Exercise instructions:
Each record below needs to be retyped exactly.

Data for analysis:

++++++++++

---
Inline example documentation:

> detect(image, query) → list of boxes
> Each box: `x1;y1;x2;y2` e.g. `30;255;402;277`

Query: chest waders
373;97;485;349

++++++++++

Answer area:
---
Inline example documentation:

> detect(image, query) → list of boxes
> Each box: `x1;y1;x2;y2` e.g. `30;255;402;277`

Query: chest waders
373;97;485;349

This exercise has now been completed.